[Point placement records]
──────
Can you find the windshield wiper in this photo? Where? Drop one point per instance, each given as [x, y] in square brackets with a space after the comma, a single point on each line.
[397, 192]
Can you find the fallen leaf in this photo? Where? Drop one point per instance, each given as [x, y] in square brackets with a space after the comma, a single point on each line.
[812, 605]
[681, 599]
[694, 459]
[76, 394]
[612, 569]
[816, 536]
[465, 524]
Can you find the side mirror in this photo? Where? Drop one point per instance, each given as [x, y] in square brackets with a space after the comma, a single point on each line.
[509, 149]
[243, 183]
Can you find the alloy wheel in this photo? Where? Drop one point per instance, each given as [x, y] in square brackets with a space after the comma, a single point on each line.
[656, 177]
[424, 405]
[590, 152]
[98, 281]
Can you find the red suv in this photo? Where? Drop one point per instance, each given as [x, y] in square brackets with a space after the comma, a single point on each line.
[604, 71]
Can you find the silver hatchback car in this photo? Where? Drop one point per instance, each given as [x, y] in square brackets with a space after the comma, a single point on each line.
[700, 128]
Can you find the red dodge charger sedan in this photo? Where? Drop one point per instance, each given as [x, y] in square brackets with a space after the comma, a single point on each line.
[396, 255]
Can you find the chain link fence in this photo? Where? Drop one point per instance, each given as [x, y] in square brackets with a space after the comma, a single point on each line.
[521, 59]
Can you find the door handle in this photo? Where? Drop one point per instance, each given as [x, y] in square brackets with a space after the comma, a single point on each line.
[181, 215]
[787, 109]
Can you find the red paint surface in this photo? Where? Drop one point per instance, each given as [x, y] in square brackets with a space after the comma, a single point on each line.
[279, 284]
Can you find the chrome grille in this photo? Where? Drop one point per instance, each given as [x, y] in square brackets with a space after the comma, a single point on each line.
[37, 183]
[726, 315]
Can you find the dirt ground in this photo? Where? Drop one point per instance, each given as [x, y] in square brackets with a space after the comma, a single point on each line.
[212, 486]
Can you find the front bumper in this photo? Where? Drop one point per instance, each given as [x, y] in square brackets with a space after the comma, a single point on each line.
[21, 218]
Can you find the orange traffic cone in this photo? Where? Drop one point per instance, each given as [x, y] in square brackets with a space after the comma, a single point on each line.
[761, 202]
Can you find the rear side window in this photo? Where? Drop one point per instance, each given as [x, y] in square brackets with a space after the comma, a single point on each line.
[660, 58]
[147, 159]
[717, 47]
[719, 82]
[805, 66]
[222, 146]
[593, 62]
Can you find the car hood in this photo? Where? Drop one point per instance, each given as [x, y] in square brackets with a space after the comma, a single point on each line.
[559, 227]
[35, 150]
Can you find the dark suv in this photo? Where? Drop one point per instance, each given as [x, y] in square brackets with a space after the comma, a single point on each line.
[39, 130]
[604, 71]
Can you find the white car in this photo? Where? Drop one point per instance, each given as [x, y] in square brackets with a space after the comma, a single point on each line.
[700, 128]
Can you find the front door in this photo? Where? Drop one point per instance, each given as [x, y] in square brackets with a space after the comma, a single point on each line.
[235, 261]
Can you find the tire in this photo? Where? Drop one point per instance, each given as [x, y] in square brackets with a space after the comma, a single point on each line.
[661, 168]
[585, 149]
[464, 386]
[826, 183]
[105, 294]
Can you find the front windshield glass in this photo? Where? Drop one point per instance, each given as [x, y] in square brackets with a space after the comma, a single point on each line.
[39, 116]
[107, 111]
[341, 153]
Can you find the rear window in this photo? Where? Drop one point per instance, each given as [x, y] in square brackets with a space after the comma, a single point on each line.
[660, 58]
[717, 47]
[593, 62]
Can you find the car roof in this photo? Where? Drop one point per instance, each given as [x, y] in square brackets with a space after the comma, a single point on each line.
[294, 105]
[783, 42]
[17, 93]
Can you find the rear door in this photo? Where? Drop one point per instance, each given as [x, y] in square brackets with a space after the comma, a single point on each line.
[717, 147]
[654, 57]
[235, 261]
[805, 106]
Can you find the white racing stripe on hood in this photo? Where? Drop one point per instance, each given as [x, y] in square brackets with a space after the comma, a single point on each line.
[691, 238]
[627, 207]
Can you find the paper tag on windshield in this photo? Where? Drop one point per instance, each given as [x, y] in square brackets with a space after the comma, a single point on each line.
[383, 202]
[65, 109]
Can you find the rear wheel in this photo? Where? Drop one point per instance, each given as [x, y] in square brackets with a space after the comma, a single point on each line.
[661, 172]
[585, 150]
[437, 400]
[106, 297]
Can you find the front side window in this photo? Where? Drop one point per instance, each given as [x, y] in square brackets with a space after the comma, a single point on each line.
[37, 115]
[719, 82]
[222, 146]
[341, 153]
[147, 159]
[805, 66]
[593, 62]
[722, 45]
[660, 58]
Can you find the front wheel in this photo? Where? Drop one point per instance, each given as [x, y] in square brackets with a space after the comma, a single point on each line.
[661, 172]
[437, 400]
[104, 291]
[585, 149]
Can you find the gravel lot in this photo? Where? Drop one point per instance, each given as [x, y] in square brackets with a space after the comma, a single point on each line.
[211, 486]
──────
THE PROBLEM - Could you write out every line from the one containing "Can you find the paper" through the end of the records, requests included, leaving each request unchanged but scaling the x and y coordinates in the answers by 1.9 and rounding them to whole numbers, with halves rounded up?

PROBLEM SOLUTION -
Can you find the paper tag on windshield in this photo? Where? Drop one point per instance, each given as [x, y] in square brackets with a space after the comma, a single point on each line.
[728, 384]
[124, 207]
Can you find the rear wheel in this photo? Where? Drop one point per instance, each given as [x, y] in square brackets with a space after the comma, a single point on each line.
[1256, 327]
[1112, 285]
[830, 760]
[201, 564]
Can you find the front side window in this photo? Where? Drop one point per instance, each given as [x, y] in square brackets with a space after the comma, a single point on each line.
[70, 219]
[1366, 156]
[422, 277]
[648, 291]
[279, 302]
[1530, 125]
[1127, 118]
[1372, 86]
[1254, 110]
Can you find the front wheel in this photo? Where? Drop one point per instance, each given as [x, y] in square brackets with a space after the comma, a single point on each line.
[1256, 327]
[830, 760]
[198, 553]
[1112, 283]
Can you find the gravel lot in this photo? Where? Drop one point per instance, each given as [x, y] in square brackets with a space after the comma, a single point on each line.
[401, 923]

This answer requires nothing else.